### WORK TO BE COMPLETED
Please rewrite the items below, changing every "Record" to "Write" and leaving everything else as it is.

......

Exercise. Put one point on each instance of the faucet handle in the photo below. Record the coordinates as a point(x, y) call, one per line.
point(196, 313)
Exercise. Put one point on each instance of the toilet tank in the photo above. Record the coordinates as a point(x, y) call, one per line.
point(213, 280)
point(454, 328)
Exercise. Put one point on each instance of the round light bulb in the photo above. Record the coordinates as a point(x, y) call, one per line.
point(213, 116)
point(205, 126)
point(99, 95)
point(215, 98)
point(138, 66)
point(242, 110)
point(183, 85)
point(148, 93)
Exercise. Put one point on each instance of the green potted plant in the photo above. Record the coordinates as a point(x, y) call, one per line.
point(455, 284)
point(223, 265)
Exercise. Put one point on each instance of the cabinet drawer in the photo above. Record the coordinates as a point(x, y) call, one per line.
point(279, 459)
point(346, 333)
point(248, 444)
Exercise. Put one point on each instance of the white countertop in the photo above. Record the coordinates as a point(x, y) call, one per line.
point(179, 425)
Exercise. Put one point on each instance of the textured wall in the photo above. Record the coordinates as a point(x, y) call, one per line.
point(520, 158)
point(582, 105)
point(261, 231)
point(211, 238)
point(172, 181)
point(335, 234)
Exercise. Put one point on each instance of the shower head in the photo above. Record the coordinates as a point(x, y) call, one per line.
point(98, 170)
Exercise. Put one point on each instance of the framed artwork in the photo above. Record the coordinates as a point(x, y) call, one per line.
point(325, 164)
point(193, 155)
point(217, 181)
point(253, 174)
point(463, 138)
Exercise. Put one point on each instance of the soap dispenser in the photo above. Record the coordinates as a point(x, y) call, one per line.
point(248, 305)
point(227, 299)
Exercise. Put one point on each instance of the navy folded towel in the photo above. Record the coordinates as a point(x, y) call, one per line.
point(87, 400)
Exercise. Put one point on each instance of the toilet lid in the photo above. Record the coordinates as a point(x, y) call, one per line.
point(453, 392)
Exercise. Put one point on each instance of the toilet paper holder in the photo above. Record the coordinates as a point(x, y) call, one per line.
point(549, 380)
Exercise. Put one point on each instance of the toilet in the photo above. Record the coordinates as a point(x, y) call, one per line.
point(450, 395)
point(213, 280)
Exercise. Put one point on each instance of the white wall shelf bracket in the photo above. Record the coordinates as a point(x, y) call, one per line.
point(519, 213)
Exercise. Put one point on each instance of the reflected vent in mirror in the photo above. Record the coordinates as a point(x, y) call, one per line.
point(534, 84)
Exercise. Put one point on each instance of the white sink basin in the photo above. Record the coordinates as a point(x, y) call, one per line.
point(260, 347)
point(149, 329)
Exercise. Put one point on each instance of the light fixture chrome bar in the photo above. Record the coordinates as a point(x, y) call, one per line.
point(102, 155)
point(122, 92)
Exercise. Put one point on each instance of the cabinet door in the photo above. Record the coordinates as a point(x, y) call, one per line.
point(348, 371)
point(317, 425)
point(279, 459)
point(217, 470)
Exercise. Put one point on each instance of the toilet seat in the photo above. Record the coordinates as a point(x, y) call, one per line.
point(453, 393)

......

### THE COMPLETED TASK
Exercise. Put one point on each instance of the faucet handle in the photo below. Write the coordinates as a point(x, y) call, one per line.
point(196, 313)
Exercise. Put one point on each instance of the toilet tank in the photo above. Write the coordinates as a point(x, y) call, one per line.
point(213, 280)
point(454, 328)
Exercise. Put one point on each instance of the round light bulb in the photo above. Write the coordinates as a point(x, y) call, one per line.
point(213, 116)
point(205, 126)
point(99, 95)
point(215, 98)
point(138, 66)
point(242, 110)
point(183, 85)
point(148, 93)
Exercise. Put one point on each instance of the green potted plant in the photo above. Write the coordinates as a point(x, y) call, one per line.
point(455, 284)
point(223, 265)
Exercise. Put one point on each instance of the cabinet drawer in the photo above. Write the coordinates as a point(x, y) call, one per line.
point(279, 459)
point(346, 333)
point(248, 444)
Exercise. Put one point on each instance of the white countertop in the photo above. Write the coordinates as a point(x, y) call, one per line.
point(179, 425)
Exercise. Put one point on each instance of the textured wall in the photo above. Write the coordinates as a point(x, y) call, one per line.
point(520, 158)
point(582, 105)
point(261, 231)
point(211, 238)
point(172, 181)
point(335, 234)
Exercise. Put one point on each instance of the shower head in the photo above. Write the coordinates as a point(x, y) call, one per line.
point(98, 170)
Exercise. Put one point on each instance of the framed artwork in the photo above. Write the coordinates as a point(x, y) call, one per line.
point(325, 164)
point(193, 155)
point(217, 181)
point(253, 174)
point(463, 138)
Exercise. Put one point on each instance of the soap dispenser in the photo above. Write the coordinates as a point(x, y) call, one per line.
point(248, 305)
point(227, 299)
Exercise. Put one point on each instance of the navy folded towel in the photo above. Write the coordinates as a point(x, y) call, one per line.
point(87, 400)
Exercise. Put one point on each instance of the toilet lid in the photo above. Write the coordinates as a point(x, y) call, one per line.
point(453, 392)
Exercise. Put one point on each instance of the toilet paper holder in the photo above. Write the coordinates as a point(x, y) call, one per line.
point(549, 380)
Exercise. Put one point on each instance of the toilet in the photo above. Write the coordinates as a point(x, y) call, one per line.
point(450, 395)
point(213, 280)
Exercise. Put one point on each instance of the white wall shelf bracket in the photo above. Write the coordinates as a point(x, y) call, one per line.
point(519, 213)
Exercise. Put one point on each instance of the reflected vent in mirror in the photo above. Write the coordinates as a point(x, y) call, one per line.
point(534, 84)
Exercise. Put one point on each instance of the white sink basin in the photo above. Write the coordinates as a point(x, y) call, one per line.
point(260, 347)
point(149, 329)
Exercise. Put one point on each instance of the light fixture chrome bar in the photo above. Write the coordinates as a point(x, y) call, one per line.
point(102, 155)
point(122, 92)
Exercise. Put one point on each instance of the cabinet door in the photo above. Write the coordinates as a point(x, y) call, one per line.
point(348, 371)
point(317, 425)
point(279, 459)
point(217, 470)
Exercise. Put one point on each instance of the toilet seat in the photo above. Write the coordinates as a point(x, y) call, one per line.
point(453, 393)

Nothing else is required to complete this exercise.